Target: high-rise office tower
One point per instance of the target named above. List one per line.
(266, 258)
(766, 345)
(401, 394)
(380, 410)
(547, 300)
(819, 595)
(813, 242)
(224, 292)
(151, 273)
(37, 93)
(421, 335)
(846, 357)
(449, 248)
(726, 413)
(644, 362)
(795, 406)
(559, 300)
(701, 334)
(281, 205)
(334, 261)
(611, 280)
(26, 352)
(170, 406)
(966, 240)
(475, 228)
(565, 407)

·····

Put the rows above into a two-column CSV with the header instruction,answer, writing one line for every row: its text under instruction and its answer under answer. Wrap each field in double quotes and replace line breaks with spaces.

instruction,answer
"Target: high-rise office tower One point per instance of the target named above. List one per line.","(266, 258) (766, 345) (401, 394) (380, 410) (547, 300) (819, 595) (813, 242) (224, 292) (151, 273) (37, 93) (421, 335) (846, 357) (449, 248) (726, 413) (644, 362) (795, 406) (559, 300) (701, 334) (281, 205) (334, 261) (611, 280) (26, 352) (170, 406) (966, 240) (475, 228) (565, 407)"